-- Page text --

Analytics Engineer
Eye Security is providing cybersecurity with embedded cyber insurance solutions for organizations in Europe. Headquartered in the Netherlands, we are already over 170 FTEs and continue to grow internationally.
We combine cutting-edge technology with hands-on expertise to detect, respond to, and recover from cyber threats in real time. Our team brings together talent from intelligence, military, tech, and consulting backgrounds — all united by a shared mission: to make enterprise-grade cybersecurity accessible to every business, not just the big players.
At Eye, you'll work on projects with an international footprint, solving real-world challenges and helping to build a safer digital future for our clients.
We are looking for an Analytics Engineer (f/m/x) to join our data team and help turn Eye Security's data into decisions that move the business. You will work alongside our senior data and analytics engineers to build and maintain the analytics layer that teams across the company rely on every day.
This is a role focused on solid execution and continuous growth. You will own well-scoped analytics projects end-to-end, partner directly with business stakeholders, and grow into broader ownership over time with direct mentorship from the senior engineers on the team.
You will be part of a small, focused data team that treats analytics as a product. Our goal is not just technically correct models but ones that actually impact how the business makes decisions.

-- What you need to do --
(1) Copy the job posting from "We combine cutting-edge" to "for our clients.", replacing "big players" with "large enterprises".
(2) According to the job posting, in which country is Eye Security headquartered?

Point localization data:

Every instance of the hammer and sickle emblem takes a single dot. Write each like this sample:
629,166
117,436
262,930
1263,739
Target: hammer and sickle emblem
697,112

---

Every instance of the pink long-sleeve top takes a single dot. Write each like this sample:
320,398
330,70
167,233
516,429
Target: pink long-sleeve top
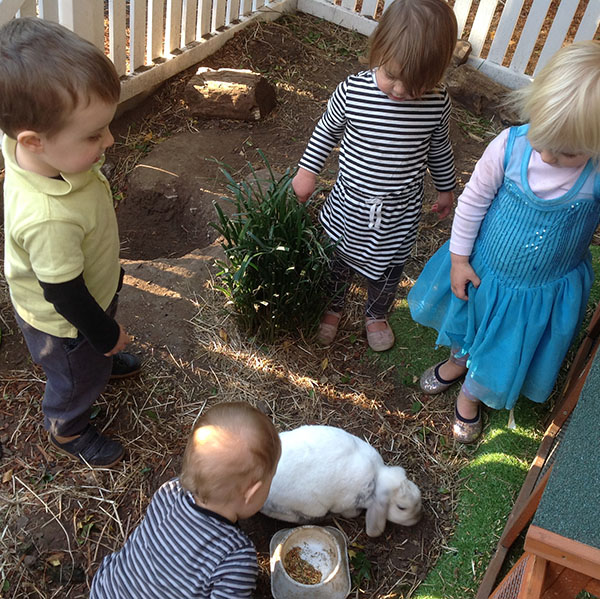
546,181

...

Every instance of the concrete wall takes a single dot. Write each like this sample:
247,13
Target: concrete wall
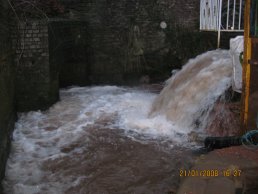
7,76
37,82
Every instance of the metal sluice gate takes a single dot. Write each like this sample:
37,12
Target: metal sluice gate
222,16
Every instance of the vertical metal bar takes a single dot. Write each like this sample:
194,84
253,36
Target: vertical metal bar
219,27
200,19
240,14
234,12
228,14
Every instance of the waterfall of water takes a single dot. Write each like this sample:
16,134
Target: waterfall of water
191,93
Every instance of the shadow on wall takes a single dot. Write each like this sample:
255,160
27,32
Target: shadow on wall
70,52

-- Answers per task --
(1)
We combine cutting-edge technology with hands-on expertise to detect, respond to, and recover from cyber threats in real time. Our team brings together talent from intelligence, military, tech, and consulting backgrounds — all united by a shared mission: to make enterprise-grade cybersecurity accessible to every business, not just the large enterprises.
At Eye, you'll work on projects with an international footprint, solving real-world challenges and helping to build a safer digital future for our clients.

(2) The Netherlands.